• Extracted entries
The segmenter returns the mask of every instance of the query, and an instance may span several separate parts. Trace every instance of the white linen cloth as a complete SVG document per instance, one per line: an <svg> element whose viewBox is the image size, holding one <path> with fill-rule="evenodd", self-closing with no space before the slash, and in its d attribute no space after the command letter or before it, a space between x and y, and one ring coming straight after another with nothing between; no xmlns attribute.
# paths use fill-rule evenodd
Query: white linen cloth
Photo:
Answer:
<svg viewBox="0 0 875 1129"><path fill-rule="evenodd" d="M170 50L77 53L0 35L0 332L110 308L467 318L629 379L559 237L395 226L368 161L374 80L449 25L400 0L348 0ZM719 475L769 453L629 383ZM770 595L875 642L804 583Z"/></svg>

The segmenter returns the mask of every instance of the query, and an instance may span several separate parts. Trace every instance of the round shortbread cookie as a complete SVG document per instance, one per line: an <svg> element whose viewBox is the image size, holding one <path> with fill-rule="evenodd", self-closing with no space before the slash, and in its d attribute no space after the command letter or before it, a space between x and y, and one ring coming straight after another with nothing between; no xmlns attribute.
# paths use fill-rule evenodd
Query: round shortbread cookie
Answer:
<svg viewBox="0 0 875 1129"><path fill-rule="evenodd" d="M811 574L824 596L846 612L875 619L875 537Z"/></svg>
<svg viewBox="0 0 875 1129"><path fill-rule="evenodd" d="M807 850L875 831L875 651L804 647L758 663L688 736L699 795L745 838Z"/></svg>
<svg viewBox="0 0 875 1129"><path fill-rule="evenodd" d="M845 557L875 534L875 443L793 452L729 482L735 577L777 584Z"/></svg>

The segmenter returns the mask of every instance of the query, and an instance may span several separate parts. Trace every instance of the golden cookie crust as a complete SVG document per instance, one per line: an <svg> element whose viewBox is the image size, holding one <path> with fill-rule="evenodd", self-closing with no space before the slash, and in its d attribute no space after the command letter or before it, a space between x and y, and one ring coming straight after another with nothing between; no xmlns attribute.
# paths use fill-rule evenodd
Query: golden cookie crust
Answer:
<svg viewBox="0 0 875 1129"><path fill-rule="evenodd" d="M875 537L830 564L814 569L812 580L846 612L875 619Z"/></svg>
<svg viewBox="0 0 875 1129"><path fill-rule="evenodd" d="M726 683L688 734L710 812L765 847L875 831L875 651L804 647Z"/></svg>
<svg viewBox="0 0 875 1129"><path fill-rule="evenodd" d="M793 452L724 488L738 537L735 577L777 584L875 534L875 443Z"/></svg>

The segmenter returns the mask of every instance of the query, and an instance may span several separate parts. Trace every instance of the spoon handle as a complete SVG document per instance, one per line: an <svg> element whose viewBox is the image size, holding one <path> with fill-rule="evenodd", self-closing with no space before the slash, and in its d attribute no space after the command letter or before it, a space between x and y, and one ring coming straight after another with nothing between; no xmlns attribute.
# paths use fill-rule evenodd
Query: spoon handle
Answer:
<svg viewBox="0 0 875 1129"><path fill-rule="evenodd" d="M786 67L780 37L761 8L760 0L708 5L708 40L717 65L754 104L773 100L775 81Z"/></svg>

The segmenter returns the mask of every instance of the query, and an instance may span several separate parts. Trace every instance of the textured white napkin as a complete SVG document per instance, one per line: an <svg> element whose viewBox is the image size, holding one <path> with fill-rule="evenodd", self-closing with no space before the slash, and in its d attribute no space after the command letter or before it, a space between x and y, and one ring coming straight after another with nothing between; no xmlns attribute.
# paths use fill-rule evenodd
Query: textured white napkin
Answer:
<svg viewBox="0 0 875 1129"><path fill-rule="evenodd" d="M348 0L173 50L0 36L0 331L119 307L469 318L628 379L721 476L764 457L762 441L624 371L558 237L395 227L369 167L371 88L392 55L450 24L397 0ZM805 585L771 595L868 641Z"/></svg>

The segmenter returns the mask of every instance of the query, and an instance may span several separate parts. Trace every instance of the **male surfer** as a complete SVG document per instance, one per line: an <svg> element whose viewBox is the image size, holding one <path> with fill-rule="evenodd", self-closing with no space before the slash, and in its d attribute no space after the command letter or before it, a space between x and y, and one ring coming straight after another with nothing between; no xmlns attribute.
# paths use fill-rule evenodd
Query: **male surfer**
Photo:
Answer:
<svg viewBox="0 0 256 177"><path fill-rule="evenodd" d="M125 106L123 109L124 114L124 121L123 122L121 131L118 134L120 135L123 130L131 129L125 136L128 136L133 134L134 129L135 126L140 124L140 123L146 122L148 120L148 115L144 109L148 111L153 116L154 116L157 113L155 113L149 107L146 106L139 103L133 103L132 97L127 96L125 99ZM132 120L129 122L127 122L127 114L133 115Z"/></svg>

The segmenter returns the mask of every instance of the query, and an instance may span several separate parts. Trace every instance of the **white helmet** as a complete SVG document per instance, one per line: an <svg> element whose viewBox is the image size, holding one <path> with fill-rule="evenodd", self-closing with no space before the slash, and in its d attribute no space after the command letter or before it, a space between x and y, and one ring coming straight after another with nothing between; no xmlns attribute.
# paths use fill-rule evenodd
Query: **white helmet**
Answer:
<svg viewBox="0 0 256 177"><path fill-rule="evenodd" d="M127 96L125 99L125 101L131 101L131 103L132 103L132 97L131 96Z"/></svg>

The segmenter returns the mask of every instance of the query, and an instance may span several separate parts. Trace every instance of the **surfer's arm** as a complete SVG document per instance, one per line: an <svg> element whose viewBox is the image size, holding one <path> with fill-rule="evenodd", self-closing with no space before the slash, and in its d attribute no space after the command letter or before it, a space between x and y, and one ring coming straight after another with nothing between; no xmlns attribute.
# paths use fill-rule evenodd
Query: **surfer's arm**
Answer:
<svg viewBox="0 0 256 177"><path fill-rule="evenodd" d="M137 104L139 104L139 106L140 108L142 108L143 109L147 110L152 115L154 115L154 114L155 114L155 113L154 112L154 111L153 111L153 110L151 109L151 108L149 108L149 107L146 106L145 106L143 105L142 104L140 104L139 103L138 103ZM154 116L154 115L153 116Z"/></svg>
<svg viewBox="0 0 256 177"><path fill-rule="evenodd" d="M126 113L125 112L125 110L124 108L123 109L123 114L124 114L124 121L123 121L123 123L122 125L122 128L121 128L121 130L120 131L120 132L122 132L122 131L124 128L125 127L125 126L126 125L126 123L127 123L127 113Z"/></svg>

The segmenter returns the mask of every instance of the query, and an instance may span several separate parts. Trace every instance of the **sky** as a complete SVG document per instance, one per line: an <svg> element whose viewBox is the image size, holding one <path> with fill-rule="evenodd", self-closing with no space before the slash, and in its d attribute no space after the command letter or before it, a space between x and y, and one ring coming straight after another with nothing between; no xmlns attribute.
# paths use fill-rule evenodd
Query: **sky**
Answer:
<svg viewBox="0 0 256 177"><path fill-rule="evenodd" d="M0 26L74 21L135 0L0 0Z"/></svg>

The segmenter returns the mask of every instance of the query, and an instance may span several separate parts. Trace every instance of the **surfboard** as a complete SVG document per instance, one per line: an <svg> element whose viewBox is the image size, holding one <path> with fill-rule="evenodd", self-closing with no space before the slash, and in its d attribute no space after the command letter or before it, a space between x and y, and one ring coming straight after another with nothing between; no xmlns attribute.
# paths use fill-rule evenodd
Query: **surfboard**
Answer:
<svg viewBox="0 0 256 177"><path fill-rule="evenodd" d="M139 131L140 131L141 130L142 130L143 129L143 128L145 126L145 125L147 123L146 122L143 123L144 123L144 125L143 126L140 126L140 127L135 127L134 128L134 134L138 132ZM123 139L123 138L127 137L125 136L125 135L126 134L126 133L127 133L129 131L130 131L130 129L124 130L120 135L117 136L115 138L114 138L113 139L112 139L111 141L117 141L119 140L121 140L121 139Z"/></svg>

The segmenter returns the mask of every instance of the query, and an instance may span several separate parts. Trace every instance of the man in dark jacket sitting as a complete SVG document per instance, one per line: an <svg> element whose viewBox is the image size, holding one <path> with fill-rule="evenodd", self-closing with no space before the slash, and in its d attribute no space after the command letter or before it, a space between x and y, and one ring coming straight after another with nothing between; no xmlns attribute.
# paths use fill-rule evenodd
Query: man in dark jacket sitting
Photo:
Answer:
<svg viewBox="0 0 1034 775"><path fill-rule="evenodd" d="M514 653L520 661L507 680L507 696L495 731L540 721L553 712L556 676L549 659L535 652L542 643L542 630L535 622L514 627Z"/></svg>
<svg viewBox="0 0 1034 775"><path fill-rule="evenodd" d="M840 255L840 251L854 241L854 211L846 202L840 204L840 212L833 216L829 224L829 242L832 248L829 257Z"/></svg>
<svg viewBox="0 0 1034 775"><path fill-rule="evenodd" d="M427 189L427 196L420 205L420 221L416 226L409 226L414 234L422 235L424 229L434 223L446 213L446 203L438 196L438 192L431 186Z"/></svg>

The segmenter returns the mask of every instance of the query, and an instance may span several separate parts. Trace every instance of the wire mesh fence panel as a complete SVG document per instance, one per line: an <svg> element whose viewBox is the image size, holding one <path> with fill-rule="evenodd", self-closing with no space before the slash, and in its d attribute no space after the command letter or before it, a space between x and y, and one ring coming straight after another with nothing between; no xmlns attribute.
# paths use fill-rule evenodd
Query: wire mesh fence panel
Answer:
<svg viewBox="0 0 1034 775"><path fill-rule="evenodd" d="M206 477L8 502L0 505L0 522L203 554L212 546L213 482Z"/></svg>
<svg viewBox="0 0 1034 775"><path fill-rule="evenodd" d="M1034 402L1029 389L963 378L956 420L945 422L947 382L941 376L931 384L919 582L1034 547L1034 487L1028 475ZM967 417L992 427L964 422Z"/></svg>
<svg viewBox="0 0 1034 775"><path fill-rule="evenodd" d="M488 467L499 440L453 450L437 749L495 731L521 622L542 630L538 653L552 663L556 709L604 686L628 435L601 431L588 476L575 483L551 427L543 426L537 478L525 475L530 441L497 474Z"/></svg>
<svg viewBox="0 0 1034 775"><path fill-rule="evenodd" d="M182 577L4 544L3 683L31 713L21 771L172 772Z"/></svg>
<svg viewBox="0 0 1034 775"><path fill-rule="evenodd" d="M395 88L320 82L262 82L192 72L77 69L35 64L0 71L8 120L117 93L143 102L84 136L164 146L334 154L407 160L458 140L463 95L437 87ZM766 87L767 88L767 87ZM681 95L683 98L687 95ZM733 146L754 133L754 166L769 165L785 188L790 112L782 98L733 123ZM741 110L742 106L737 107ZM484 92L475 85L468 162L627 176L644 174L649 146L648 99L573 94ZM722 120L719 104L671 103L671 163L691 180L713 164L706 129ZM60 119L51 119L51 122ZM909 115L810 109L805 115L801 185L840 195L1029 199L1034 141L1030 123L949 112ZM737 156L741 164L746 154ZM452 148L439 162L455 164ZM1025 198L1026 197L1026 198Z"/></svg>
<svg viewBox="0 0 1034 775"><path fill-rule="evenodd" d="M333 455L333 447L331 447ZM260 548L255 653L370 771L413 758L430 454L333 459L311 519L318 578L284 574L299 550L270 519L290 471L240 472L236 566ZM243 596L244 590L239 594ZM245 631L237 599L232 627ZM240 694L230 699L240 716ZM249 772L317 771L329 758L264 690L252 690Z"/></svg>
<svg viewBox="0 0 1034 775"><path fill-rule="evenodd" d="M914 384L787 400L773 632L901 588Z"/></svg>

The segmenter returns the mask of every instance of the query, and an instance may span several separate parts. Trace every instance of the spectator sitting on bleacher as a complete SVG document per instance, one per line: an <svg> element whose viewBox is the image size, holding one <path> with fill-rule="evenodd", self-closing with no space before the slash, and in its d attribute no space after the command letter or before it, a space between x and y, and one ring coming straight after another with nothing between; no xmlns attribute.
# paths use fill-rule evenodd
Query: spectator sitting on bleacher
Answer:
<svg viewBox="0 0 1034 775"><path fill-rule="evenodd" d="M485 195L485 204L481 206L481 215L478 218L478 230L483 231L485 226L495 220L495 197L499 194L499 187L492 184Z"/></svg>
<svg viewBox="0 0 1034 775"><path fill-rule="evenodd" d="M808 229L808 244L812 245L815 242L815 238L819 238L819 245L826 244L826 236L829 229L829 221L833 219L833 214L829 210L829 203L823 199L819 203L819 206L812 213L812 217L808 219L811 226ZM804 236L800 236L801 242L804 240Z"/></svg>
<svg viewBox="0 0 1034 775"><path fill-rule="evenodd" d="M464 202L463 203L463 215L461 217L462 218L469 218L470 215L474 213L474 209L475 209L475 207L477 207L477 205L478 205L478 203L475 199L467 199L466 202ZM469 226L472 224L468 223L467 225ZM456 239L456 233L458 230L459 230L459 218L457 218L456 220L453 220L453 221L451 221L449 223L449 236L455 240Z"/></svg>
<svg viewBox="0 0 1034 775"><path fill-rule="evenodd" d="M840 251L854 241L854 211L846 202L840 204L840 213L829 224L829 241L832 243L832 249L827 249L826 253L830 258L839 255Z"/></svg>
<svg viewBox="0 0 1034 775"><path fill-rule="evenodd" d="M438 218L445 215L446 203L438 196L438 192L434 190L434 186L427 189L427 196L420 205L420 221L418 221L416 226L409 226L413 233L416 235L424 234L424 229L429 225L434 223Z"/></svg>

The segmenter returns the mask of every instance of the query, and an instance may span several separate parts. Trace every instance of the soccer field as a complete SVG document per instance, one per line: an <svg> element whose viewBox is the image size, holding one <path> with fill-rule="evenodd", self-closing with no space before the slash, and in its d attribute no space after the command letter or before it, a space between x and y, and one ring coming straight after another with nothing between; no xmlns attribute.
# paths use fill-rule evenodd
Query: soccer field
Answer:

• Task objective
Rewrite the records from the line with "of the golden" to the line with "67L780 37L761 8L760", replacing "segmenter" with "tracer" and leaving everything else unchanged.

• Answer for the task
The tracer returns the mask of every instance of the query, and an instance may span several separate parts. Trace every instance of the golden cookie crust as a complete SVG document per instance, one per line: an <svg> element whose viewBox is the image size, holding one <path> with fill-rule="evenodd", self-closing with no space before the slash, and in its d attribute no space after the command letter or before it, a space between x and y, and one ring coming straight after another with nothing between; no xmlns attribute.
# paths use fill-rule evenodd
Query: golden cookie crust
Answer:
<svg viewBox="0 0 875 1129"><path fill-rule="evenodd" d="M875 537L830 564L814 569L812 580L846 612L875 619Z"/></svg>
<svg viewBox="0 0 875 1129"><path fill-rule="evenodd" d="M726 683L688 734L710 812L765 847L875 831L875 651L804 647Z"/></svg>
<svg viewBox="0 0 875 1129"><path fill-rule="evenodd" d="M793 452L724 488L738 537L735 577L777 584L875 534L875 443Z"/></svg>

The tracer returns the mask of every instance of the query, and an instance may span several separate parts. Trace every instance of the spoon handle as a complete SVG document per instance, one per line: an <svg> element whose viewBox is the image size, holding one <path> with fill-rule="evenodd", self-closing with no space before the slash, and in its d attribute no space after the command letter or before it, a space between x and y, and one ring coming straight after another with nothing between; no xmlns attribute.
# paths use fill-rule evenodd
Query: spoon handle
Answer:
<svg viewBox="0 0 875 1129"><path fill-rule="evenodd" d="M786 67L780 37L761 8L760 0L708 5L708 40L717 65L754 104L773 100L775 81Z"/></svg>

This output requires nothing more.